• **Records for this exercise**:
* Begin *

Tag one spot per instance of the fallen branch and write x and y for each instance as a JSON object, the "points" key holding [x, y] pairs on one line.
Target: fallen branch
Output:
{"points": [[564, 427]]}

* End *
* Begin *

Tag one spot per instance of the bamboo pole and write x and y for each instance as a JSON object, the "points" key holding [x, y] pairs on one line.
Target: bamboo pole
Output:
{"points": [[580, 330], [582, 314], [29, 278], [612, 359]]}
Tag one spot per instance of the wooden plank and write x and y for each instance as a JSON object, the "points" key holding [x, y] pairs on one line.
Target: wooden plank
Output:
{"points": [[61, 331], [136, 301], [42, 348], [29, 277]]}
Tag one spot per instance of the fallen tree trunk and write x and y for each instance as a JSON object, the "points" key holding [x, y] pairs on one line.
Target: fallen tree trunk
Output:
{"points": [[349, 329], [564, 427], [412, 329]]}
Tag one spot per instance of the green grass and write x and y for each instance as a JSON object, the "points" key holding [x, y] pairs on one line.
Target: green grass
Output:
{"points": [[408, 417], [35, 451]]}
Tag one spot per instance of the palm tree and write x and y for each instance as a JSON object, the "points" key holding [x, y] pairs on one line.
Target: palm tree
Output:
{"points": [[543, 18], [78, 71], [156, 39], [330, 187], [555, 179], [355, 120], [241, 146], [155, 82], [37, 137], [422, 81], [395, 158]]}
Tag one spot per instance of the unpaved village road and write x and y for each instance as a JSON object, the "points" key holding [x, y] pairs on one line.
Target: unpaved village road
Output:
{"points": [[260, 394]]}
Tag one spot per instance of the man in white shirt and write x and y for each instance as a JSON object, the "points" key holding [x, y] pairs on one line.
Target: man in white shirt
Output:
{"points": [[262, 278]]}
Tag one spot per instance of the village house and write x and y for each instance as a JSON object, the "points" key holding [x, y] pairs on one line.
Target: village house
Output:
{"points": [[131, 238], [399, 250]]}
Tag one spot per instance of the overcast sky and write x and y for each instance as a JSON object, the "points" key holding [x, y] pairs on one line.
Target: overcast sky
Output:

* End *
* Begin *

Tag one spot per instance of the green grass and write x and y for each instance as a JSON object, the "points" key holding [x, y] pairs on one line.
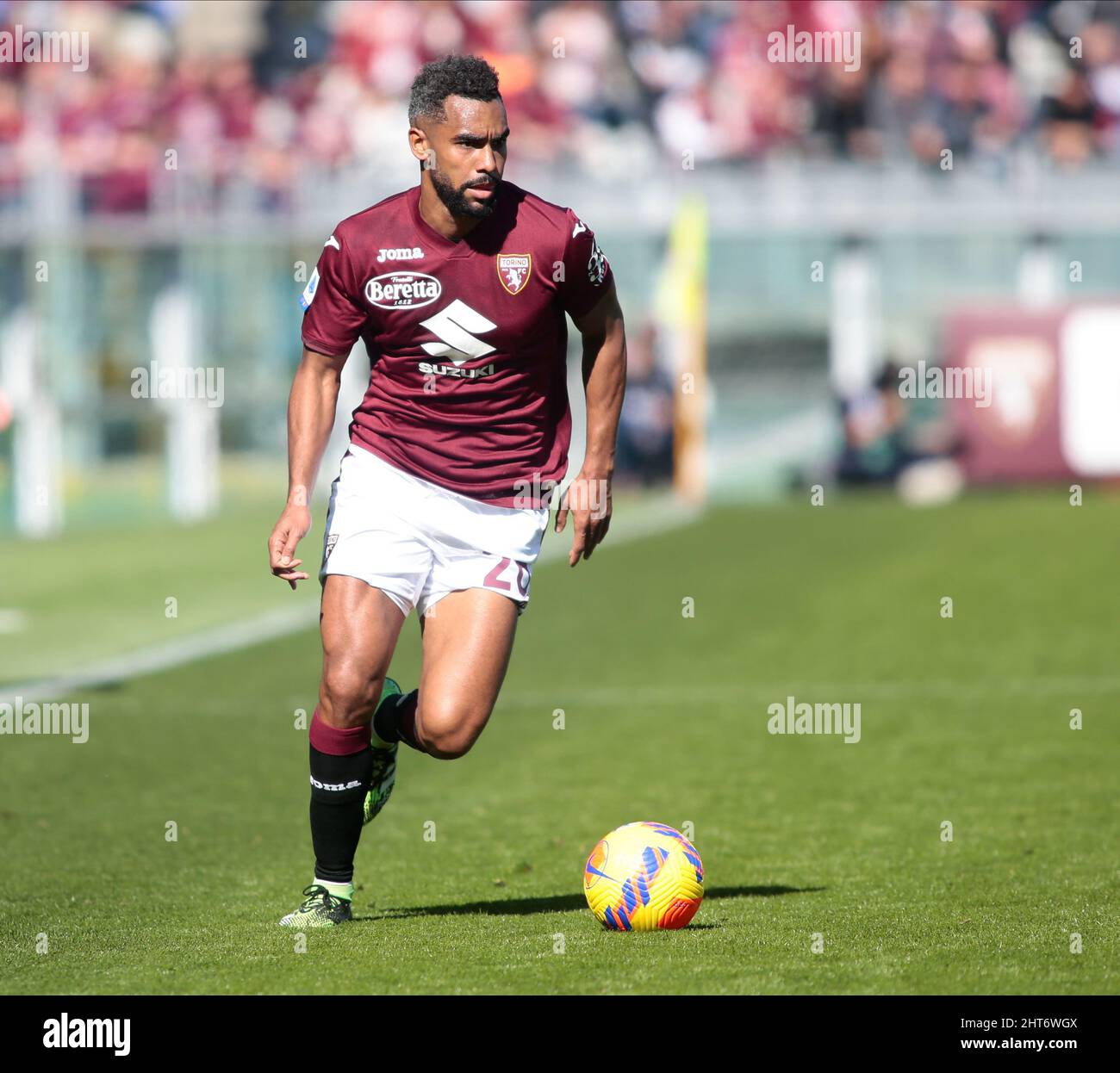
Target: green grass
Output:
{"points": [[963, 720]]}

* End *

• **What you will do**:
Find each line above that contains the word "spot" and copy every such line in full.

• **Worked solution**:
Tag one spot per instance of the fallen branch and write x and y for each instance as a JSON object, the "points" key holding [x, y] pairs on one line.
Tag one spot per instance of the bamboo pole and write x and y for each instance as a JSON object, the "points" key holding [x, y] pairs on one line.
Tag one spot per instance of the wooden plank and write x and y for each instance as a JSON object, the "points" key holding [x, y] pairs on one line.
Tag one spot per instance of the fallen tree trunk and write x and y for each instance as a JSON object, the "points" key holding [x, y] pairs on one line.
Tag one spot per instance of the green grass and write x and y for each instance as a JSON object, the "points" key holding [x, y] pairs on one line.
Tag one spot per instance of the palm tree and write x and y for each instance as a JSON object, the "points" key holding [x, y] pairs on one line.
Tag one spot per instance of the unpaved village road and write x and y for each instance as a JSON object, the "points" key holding [x, y] pairs on one line.
Tag one spot per instance of the man in white shirt and write x and y for each instance as a JSON object, the "points" key holding [x, y] pairs on one line.
Tag one spot per instance of the village house and write x and y for each instance as a JSON object, the "points" key holding [x, y] pairs on one line.
Tag one spot per instance of the overcast sky and write x and y for each instance as a JSON object, the "points" key holding [x, y] pairs on one line.
Tag one spot per instance of the green grass and write x and y for each instance as a JSON object, the "points" key holding [x, y] pairs on one line.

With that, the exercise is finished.